- **TASK STATEMENT**
Copy everything from the line containing "If you would be willing to tag the black" down to the end of the lines below, renaming "black shutter" to "dark shutter" and keeping all else unchanged.

- **RECORDS FOR PROCESSING**
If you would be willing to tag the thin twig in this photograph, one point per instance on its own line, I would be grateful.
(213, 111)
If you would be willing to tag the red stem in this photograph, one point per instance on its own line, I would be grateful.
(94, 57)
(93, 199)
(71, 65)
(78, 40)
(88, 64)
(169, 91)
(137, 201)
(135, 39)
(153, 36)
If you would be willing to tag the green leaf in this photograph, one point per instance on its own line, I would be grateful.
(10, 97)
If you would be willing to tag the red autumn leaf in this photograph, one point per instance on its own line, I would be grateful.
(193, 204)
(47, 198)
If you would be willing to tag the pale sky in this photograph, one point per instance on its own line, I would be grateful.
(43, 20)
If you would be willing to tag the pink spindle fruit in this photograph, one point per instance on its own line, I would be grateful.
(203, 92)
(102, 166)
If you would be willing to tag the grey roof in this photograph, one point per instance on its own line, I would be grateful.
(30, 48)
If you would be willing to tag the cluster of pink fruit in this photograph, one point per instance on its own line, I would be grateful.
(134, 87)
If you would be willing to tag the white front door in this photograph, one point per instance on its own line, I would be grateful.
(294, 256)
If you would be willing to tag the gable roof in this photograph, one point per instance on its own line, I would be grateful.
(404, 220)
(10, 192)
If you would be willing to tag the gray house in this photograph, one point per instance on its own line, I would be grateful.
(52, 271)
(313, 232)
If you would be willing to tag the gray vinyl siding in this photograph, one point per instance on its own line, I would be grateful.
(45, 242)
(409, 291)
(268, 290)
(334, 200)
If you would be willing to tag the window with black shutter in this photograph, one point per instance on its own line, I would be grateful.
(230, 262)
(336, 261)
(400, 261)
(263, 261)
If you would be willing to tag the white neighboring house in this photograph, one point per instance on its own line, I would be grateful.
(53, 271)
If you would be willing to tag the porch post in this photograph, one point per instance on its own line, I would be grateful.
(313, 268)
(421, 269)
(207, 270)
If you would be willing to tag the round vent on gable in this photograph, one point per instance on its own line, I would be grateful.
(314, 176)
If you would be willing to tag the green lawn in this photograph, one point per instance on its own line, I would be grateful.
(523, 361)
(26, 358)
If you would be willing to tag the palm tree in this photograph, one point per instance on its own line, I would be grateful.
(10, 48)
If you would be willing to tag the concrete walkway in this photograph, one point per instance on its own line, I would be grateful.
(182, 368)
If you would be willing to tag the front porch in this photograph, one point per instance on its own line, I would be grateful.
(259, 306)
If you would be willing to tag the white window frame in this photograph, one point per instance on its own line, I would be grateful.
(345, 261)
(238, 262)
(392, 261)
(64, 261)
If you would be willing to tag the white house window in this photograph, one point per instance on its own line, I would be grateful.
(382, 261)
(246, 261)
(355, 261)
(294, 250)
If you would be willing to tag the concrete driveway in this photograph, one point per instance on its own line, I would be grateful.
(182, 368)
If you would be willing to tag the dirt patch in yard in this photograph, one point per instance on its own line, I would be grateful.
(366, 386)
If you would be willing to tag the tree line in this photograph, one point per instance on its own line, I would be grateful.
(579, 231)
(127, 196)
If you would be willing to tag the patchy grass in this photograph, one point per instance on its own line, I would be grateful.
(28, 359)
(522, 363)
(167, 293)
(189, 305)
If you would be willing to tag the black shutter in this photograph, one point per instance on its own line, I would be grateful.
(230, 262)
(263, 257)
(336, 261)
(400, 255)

- **RESPONSE BELOW**
If you would be willing to tag the dark shutter in this photograph, one point per instance on its own line, I would be grateful.
(230, 262)
(263, 257)
(336, 261)
(400, 255)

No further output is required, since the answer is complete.